Source document >>
++++++

- Venue: Stadio Olimpico, Rome
- Date: 29 August 1987
- Competitors: 42 from 27 nations
- Winning time: 2:25:17

Medalists
| gold medal | Rosa Mota | Portugal |
| silver medal | Zoya Ivanova | Soviet Union |
| bronze medal | Jocelyne Villeton | France |

= 1987 World Championships in Athletics – Women's marathon =

Long distance running race at the 1987 World Championships in Athletics

The women's marathon was one of the road events at the 1987 World Championships in Athletics in Rome, Italy. It took place on 29 August 1987; the course started and finished at the Stadio Olimpico and passed several of Rome's historic landmarks. The race was won by Portugal's Rosa Mota in 2:25:17, a new championship record, ahead of Zoya Ivanova of the Soviet Union in second and France's Jocelyne Villeton in third.

In warm conditions, the pre-race favourite, Mota, led from the start. Another of the runners expected to do well, Australia's Lisa Martin, was suffering from fatigue after working too hard in training, and she pulled out of the race after 25 km. Mota won the race by 7 minutes 21 seconds, but did not initially realise that she had finished the race, as she thought she still had to run another lap of the track in the stadium. As of 2024, this is the only time the women's marathon has been won by more than three minutes at these championships.

++++++

Region annotation entries >>
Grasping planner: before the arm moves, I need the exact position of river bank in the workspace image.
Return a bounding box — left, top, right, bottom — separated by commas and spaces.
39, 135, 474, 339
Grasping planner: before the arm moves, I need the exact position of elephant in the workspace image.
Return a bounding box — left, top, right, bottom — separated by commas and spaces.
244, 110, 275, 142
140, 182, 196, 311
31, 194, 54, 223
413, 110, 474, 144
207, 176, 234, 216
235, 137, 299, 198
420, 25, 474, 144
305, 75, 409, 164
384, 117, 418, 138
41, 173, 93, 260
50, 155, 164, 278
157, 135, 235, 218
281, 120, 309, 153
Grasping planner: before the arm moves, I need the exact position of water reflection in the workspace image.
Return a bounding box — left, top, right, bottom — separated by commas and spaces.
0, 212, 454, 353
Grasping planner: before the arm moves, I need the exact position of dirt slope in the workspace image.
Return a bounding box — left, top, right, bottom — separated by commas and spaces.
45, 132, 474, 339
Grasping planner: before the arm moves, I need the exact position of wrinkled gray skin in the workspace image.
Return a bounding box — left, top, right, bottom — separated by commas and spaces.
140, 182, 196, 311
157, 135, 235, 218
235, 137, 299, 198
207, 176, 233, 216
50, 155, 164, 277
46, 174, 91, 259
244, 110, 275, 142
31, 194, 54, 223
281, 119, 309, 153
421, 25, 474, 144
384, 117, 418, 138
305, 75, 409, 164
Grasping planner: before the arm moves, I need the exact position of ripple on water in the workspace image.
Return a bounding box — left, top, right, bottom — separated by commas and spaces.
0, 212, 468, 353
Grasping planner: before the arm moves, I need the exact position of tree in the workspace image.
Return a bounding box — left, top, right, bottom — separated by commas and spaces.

++++++

Directives >>
a. Rewrite the passage of the article on the 1987 women's marathon from "The women's marathon was" to "Villeton in third.", substituting "famous monuments" for "historic landmarks".
b. According to the article on the 1987 women's marathon, why did Lisa Martin pull out of the race after 25 km?
This data has no connection to the article on the 1987 women's marathon.

Exercise solutions >>
a.
The women's marathon was one of the road events at the 1987 World Championships in Athletics in Rome, Italy. It took place on 29 August 1987; the course started and finished at the Stadio Olimpico and passed several of Rome's famous monuments. The race was won by Portugal's Rosa Mota in 2:25:17, a new championship record, ahead of Zoya Ivanova of the Soviet Union in second and France's Jocelyne Villeton in third.

b. Lisa Martin pulled out because she was suffering from fatigue after working too hard in training.